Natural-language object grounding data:
********

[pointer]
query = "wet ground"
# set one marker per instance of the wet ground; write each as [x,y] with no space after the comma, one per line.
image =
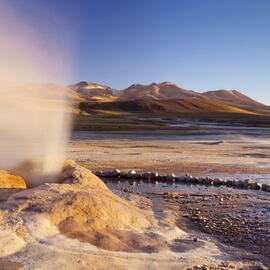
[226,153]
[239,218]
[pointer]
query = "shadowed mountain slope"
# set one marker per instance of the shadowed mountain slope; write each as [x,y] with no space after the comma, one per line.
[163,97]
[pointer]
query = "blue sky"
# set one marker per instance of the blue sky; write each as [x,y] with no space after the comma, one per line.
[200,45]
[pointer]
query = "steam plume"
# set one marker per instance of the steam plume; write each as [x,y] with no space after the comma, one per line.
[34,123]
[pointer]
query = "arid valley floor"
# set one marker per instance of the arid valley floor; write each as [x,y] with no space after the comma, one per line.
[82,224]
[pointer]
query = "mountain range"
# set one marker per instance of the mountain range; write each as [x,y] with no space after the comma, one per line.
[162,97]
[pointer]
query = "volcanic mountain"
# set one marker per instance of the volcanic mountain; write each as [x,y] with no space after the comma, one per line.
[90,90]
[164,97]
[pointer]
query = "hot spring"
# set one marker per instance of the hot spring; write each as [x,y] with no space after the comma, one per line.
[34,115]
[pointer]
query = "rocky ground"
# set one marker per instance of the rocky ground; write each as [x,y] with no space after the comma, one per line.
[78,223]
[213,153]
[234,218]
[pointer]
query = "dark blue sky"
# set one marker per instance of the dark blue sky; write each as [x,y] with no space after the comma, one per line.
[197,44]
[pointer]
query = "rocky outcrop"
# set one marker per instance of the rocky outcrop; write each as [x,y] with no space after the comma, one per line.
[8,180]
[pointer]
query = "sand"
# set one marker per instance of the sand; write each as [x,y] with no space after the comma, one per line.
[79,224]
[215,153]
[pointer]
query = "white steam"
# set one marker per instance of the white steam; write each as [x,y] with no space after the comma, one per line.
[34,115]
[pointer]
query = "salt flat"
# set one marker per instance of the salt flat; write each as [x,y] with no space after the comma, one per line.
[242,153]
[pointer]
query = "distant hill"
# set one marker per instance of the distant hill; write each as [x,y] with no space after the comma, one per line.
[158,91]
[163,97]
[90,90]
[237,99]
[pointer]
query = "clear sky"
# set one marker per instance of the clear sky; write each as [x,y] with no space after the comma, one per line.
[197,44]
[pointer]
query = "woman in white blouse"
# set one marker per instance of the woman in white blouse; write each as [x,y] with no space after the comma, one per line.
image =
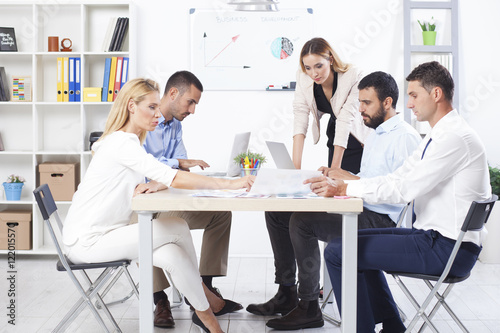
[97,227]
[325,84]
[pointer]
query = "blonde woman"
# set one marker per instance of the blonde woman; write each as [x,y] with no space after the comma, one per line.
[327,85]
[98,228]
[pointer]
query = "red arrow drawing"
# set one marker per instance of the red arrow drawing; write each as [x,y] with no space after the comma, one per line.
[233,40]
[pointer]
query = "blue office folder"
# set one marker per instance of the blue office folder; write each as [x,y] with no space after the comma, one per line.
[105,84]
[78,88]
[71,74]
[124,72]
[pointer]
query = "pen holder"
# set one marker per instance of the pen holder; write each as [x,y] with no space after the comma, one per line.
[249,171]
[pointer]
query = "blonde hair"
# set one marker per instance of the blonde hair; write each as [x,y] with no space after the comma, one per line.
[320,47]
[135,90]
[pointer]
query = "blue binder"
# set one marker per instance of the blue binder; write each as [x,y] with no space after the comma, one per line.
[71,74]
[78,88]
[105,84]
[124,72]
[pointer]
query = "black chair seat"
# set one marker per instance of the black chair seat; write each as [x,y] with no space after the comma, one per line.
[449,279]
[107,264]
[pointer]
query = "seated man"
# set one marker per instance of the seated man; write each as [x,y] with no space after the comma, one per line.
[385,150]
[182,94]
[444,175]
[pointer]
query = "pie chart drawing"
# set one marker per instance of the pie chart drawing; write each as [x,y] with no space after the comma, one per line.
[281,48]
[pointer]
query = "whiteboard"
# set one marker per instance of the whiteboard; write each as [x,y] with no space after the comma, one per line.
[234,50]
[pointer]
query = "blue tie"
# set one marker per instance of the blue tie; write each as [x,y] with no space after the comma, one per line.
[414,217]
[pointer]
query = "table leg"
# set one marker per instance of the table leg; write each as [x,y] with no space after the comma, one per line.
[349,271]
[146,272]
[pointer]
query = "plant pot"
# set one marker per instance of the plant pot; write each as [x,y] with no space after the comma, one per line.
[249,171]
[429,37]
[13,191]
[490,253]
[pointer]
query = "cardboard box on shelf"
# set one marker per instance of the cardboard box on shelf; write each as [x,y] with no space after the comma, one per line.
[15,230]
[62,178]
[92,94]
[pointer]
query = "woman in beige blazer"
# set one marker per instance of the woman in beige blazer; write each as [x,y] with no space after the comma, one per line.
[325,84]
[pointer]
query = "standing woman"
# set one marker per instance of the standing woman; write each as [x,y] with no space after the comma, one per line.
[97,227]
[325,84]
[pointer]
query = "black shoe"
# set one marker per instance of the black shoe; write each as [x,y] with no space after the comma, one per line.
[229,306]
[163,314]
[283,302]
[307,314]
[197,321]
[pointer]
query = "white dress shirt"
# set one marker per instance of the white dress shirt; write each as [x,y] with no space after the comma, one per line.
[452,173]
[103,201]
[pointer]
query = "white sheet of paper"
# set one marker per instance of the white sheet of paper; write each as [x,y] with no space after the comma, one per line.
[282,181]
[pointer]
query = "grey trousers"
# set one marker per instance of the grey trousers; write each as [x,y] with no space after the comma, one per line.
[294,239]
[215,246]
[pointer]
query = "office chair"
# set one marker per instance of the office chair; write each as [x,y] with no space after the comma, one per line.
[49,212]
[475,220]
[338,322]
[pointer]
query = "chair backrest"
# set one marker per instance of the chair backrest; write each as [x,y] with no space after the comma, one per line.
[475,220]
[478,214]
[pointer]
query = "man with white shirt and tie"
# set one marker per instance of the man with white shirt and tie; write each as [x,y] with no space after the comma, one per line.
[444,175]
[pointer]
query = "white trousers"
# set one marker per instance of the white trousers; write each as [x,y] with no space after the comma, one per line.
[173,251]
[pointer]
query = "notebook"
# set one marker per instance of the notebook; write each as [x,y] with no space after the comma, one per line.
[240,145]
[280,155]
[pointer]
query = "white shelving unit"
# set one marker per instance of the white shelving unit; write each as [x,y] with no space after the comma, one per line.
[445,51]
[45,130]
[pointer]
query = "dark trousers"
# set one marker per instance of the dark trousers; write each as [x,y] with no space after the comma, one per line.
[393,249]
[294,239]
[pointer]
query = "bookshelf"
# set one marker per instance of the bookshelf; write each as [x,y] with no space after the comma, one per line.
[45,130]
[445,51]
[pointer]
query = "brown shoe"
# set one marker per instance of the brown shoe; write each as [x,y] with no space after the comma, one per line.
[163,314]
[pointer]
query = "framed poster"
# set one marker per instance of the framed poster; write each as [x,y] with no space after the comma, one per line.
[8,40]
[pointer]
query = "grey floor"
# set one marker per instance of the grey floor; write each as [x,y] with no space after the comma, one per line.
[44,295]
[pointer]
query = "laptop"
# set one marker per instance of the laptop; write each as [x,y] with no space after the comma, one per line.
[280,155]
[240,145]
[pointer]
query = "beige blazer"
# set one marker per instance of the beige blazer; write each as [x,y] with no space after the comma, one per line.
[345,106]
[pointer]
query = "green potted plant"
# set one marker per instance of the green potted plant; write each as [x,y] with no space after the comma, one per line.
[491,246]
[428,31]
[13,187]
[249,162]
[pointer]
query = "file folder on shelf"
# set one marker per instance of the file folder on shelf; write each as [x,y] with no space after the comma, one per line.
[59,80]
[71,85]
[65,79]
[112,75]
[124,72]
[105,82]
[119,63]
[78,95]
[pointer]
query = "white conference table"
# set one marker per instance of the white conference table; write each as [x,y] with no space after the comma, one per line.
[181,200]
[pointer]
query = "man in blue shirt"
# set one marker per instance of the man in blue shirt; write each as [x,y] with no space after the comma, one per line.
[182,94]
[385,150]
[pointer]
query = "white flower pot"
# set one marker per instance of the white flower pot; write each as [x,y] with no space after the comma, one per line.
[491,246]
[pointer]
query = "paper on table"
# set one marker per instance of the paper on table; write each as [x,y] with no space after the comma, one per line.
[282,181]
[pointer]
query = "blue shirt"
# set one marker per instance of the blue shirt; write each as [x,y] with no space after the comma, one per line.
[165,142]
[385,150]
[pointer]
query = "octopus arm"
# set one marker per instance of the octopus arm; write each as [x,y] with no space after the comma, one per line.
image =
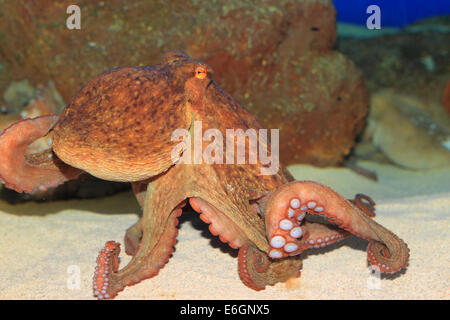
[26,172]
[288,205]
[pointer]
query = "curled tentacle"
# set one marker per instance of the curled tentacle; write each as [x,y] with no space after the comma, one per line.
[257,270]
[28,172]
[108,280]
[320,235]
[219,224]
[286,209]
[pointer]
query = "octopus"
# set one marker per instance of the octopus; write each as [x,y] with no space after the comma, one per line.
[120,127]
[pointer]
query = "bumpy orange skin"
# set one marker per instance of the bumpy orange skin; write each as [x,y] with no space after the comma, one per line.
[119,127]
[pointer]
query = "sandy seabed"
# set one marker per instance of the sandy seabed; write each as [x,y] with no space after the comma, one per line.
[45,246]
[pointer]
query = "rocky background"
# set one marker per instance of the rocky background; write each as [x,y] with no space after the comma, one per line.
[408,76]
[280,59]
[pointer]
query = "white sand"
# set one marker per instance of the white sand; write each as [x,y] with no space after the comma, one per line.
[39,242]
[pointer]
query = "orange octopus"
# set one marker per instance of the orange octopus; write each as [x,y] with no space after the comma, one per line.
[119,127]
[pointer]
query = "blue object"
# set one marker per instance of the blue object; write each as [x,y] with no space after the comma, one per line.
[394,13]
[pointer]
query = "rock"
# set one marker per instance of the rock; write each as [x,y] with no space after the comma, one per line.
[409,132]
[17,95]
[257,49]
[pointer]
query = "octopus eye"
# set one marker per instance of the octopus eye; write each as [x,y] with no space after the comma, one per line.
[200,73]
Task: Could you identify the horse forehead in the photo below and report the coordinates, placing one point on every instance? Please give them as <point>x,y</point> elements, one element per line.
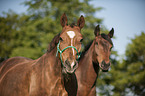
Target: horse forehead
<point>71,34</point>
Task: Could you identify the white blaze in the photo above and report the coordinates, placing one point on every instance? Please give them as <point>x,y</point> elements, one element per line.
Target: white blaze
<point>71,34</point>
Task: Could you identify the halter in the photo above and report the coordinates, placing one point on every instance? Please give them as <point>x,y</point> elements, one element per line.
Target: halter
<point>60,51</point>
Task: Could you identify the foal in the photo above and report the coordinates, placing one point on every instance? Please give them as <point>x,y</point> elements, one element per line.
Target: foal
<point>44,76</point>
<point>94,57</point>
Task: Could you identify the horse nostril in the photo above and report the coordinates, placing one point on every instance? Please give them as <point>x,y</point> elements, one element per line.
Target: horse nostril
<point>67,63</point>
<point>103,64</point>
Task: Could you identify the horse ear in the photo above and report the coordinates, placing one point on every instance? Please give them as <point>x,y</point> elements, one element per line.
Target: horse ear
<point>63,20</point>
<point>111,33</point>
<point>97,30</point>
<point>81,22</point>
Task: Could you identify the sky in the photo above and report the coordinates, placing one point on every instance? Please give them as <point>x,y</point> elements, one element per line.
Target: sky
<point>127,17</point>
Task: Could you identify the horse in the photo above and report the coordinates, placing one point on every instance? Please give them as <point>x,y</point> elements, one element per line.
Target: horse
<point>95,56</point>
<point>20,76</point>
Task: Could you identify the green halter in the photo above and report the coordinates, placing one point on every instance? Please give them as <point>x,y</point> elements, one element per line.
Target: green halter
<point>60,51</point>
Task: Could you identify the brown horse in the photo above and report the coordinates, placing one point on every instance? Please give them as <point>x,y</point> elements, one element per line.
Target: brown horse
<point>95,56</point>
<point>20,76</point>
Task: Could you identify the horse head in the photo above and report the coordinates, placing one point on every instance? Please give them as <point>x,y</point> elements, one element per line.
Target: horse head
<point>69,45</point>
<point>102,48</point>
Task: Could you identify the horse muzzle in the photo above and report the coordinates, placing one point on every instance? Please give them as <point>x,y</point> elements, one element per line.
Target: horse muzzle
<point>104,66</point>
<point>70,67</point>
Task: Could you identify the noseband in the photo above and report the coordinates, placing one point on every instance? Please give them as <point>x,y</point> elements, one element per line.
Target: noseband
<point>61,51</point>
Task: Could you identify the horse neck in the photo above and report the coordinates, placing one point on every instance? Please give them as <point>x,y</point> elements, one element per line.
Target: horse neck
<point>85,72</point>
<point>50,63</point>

********

> _GOAL OF THE EXERCISE_: The word to look for is "blouse"; copy out every line of the entries that holds it.

> _OUTPUT OF THE EXERCISE_:
query = "woman in white blouse"
# set one marker per instance of the woman in white blouse; write each as [x,y] with no space after the comma, one per line.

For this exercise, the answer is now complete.